TEXT PASSAGE »
Prurient, Frozen Niagra Falls
The idea that an album is a collection of music in the range of twenty-five to say, seventy-four minutes as defined by the medium’s recording capacity is long dead. Yet artists seem to stick to them, hemmed in somehow. Perhaps its economics. Whatever, the boundaries are real and yet, meaningless.
Prurient’s album Frozen Niagra Falls isn’t concerned with boundaries, except where it can push hard against them. Clocking in at ninety-minutes, the double record is spacious, fusing cinematic overtones with crushing noise, creating a blend that is something to simultaneously fear and behold. With pulsing keys and a high tempo bass line, the opener, “Myth of Bridge Building” harbors an apocalyptic sense of menace and devastation; they myth is that those bridges ever stay upright long enough to appreciate. If the world of Mad Max were indeed real, this would be the soundtrack, eschewing anything by Tina Turner. Prurient exhibits some of the most vicious vocals I’ve ever heard, distorted howls, manic growls of indecipherable words with a clear emotional grounding. These are songs of sheer desperation, bleak moments brought to life. It’s like a howling, prairie wind in mid-winter. Often you can’t tell exactly which direction it’s coming from.
What matters most is that the cold is unyielding.

OBJECTIVE A »
Output the part of the entries that opens with the line containing "Can you see the bathroom" and runs through the end of the entries as a numbered list, leaving out any blank lines.
The review above and the entries that follow are separate, unrelated material.

RECORD EXTRACTS »
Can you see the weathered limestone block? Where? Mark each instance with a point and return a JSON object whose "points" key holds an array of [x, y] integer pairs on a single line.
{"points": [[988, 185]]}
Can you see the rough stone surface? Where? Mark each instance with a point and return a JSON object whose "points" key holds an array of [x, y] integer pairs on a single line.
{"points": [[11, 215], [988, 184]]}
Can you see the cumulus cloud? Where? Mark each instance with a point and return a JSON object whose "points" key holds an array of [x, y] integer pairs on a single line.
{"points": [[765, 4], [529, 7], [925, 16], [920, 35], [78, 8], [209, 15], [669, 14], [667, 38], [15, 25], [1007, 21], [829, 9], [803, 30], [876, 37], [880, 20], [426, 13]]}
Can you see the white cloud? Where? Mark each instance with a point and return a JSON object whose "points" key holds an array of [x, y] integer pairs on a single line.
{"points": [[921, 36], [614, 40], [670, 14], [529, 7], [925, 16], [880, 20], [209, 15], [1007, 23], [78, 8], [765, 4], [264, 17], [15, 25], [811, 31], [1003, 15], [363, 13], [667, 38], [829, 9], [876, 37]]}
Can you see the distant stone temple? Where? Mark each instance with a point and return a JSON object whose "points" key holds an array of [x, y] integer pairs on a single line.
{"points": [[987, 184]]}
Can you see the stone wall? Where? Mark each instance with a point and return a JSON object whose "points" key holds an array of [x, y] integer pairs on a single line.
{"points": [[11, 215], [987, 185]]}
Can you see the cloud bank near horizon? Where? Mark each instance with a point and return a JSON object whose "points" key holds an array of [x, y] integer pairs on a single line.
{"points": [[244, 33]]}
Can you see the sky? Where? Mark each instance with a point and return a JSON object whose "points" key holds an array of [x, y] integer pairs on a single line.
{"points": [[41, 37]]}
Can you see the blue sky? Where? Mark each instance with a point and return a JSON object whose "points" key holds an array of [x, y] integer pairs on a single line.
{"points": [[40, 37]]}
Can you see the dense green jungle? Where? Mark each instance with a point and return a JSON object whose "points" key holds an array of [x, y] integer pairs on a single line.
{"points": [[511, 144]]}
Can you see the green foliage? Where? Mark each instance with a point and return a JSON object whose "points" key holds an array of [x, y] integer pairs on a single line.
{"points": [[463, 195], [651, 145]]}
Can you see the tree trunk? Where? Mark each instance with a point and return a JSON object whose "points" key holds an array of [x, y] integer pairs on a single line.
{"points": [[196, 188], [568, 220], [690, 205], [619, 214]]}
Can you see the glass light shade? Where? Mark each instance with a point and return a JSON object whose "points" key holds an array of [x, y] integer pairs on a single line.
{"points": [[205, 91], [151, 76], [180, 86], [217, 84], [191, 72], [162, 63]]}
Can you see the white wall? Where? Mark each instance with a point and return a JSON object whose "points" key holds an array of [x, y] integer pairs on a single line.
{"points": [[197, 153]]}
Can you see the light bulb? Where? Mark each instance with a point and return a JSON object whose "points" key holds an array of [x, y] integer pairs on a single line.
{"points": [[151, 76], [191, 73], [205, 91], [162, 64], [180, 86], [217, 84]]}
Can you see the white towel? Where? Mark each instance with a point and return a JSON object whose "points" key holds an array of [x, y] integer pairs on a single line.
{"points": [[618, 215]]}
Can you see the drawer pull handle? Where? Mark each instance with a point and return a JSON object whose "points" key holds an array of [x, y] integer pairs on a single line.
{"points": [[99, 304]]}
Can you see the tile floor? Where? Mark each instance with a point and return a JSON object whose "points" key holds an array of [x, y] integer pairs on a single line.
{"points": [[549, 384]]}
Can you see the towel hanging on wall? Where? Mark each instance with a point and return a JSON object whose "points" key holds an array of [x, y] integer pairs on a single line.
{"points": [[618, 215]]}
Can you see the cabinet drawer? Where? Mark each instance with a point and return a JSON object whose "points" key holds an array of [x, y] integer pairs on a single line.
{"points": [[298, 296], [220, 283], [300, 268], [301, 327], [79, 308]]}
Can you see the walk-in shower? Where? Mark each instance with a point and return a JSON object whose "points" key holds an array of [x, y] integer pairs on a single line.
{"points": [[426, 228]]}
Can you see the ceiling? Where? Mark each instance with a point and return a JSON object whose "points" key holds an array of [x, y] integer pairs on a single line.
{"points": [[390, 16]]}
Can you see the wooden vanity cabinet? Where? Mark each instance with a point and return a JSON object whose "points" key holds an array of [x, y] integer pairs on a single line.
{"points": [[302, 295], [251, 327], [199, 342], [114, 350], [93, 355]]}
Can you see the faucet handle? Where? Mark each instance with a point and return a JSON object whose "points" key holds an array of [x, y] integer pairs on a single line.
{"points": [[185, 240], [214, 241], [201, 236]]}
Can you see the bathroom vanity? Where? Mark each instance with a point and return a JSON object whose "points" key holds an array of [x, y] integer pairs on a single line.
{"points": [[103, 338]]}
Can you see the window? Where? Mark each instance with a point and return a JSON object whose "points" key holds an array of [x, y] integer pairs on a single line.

OBJECTIVE B »
Write what comes next in the review of Prurient's Frozen Niagra Falls, starting after its last sentence.

WRITTEN RESPONSE A »
1. Can you see the bathroom vanity? Where? Mark each instance with a point and return a JSON object whose "points" key holds an array of [x, y] integer pairs on a single line.
2. {"points": [[103, 338]]}
3. Can you see the window? Where? Mark each instance with a point and return a JSON object whose "points" key holds an array of [x, y] integer pairs on a single line.

WRITTEN RESPONSE B »
Rich with experimentation and chaotic ethos, this is not really an accessible record. Not for everyone, at least. Well produced and beautifully arranged throughout, this is hard noise with undercurrents that stick with you long after the record is turned off. Perhaps the most immediate songs among the sixteen are “Shoulders Of Summerstone” featuring a pulsing, forward beat overlaying a spoken (yet still indecipherable) vocal and the ten minute “Greepoint” which capitalizes on the theme of cold, spare strings and swirling negative spaces, eventually building into a cacophonous beat but this is a more gradual, evocative assemblage.
Frozen Niagara Falls is full of harrowing textures. There are a multitude of long tracks, three in excess of ten minutes and many others standing as song length industrial compositions. Length and severity, however, should not be a deterrent. This is a challenging listen, one that might push some listeners past their “turn off” point but the emotional touchstones are worthwhile.
Cold Cave, Full Cold Moon
Cold Cave is the moniker for New York and London based electronic/darkwave musician Wesley Eisold, the album a collaboration project originally released late winter of 2014. The sound on the twelve track collection waxes and wanes between a series of familiar sounds, from frigid Factory Records era manufactured dance pop, backed by austere lyrics, to hints of Krautrock, to drab industrial, landscapes that resemble the moon or the rain glazed Manchester of imagination.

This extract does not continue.